文本片段 |
———

24小时热门版块排行榜    

CyRhmU.jpeg
查看: 4090  |  回复: 1

sic029

铁虫 (初入文坛)

[求助] qsub提交并行siesta不成功,求助

大家好,交流下集群程序使用遇到的问题,多谢。
[node21:10714] *** An error occurred in MPI_Comm_rank
[node21:10714] *** on communicator MPI_COMM_WORLD
[node21:10714] *** MPI_ERR_COMM: invalid communicator
[node21:10714] *** MPI_ERRORS_ARE_FATAL: your MPI job will now abort
--------------------------------------------------------------------------
mpirun has exited due to process rank 3 with PID 10711 on
node node21 exiting improperly. There are two reasons this could occur:

1. this process did not call "init" before exiting, but others in
the job did. This can cause a job to hang indefinitely while it waits
for all processes to call "init". By rule, if one process calls "init",
then ALL processes must call "init" prior to termination.

2. this process called "init", but exited without calling "finalize".
By rule, all processes that call "init" MUST call "finalize" prior to
exiting or it will be considered an "abnormal termination"

This may have caused other processes in the application to be
terminated by signals sent by mpirun (as reported here).
--------------------------------------------------------------------------
[node21:10707] 7 more processes have sent help message help-mpi-errors.txt / mpi_errors_are_fatal
[node21:10707] Set MCA parameter "orte_base_help_aggregate" to 0 to see all help / error messages


新编译的计算程序siesta,用qsub job提交上去很快结束提示的信息,能否帮忙诊断一下情况。在另外一个集群上编译后直接用mpirun -np 4 siesta可以顺利执行的,不知道为何在新集群用qsub出现这个问题,这个新集群不让进入到子节点,所以必须要解决这个问题才行,多谢了。

不知道是哪里的问题,之前在该环境并行编译的lammps和vasp都使用很顺利,就是siesta用qsub提交作业总是无法正常计算,但是并行编译的siesta在另外环境下的子节点用mpirun -np 4 siesta执行很顺利,纠结了。

哦,登录节点上mpirun我试过的,请帮忙看看,感觉被管理员设置了也无法用:
mpirun -np 4 siesta
libibverbs: Warning: RLIMIT_MEMLOCK is 32768 bytes.
    This will severely limit memory registrations.
libibverbs: Warning: RLIMIT_MEMLOCK is 32768 bytes.
    This will severely limit memory registrations.
libibverbs: Warning: RLIMIT_MEMLOCK is 32768 bytes.
    This will severely limit memory registrations.
libibverbs: Warning: RLIMIT_MEMLOCK is 32768 bytes.
    This will severely limit memory registrations.

———

原始数据 |
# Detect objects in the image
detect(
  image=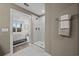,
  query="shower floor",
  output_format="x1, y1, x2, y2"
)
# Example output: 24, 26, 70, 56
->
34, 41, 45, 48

———

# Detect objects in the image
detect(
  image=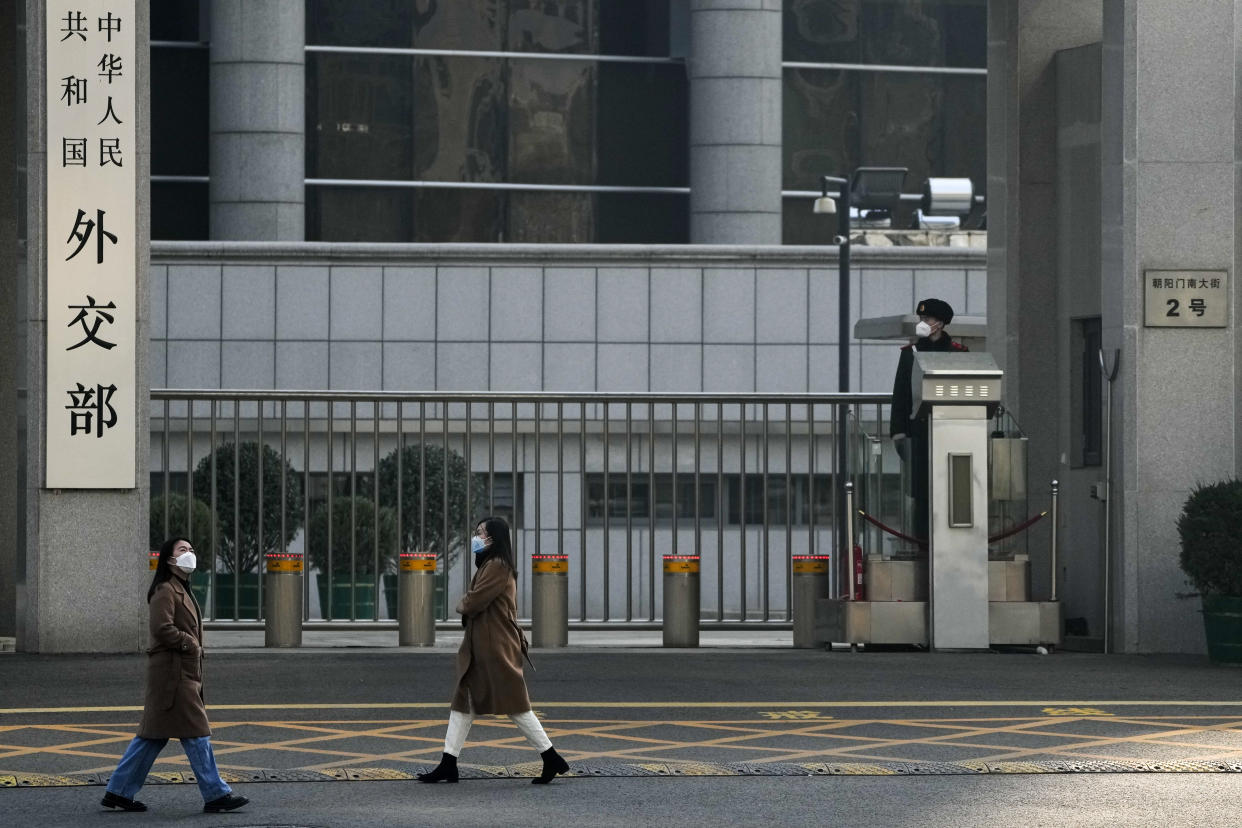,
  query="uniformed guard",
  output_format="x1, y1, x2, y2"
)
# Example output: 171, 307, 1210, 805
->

———

练习要求 |
(a) 请把上面这篇求助 siesta 并行作业提交失败的帖子中，从“大家好,交流下集群程序使用遇到的问题,多谢。”开始、一直到“prior to termination.”为止的部分原样复制出来。
(b) 从记录中摘出所有含有字符串“Example”的行。

逐题结果 |
(a)
大家好,交流下集群程序使用遇到的问题,多谢。
[node21:10714] *** An error occurred in MPI_Comm_rank
[node21:10714] *** on communicator MPI_COMM_WORLD
[node21:10714] *** MPI_ERR_COMM: invalid communicator
[node21:10714] *** MPI_ERRORS_ARE_FATAL: your MPI job will now abort
--------------------------------------------------------------------------
mpirun has exited due to process rank 3 with PID 10711 on
node node21 exiting improperly. There are two reasons this could occur:

1. this process did not call "init" before exiting, but others in
the job did. This can cause a job to hang indefinitely while it waits
for all processes to call "init". By rule, if one process calls "init",
then ALL processes must call "init" prior to termination.

(b)
# Example output: 24, 26, 70, 56
# Example output: 171, 307, 1210, 805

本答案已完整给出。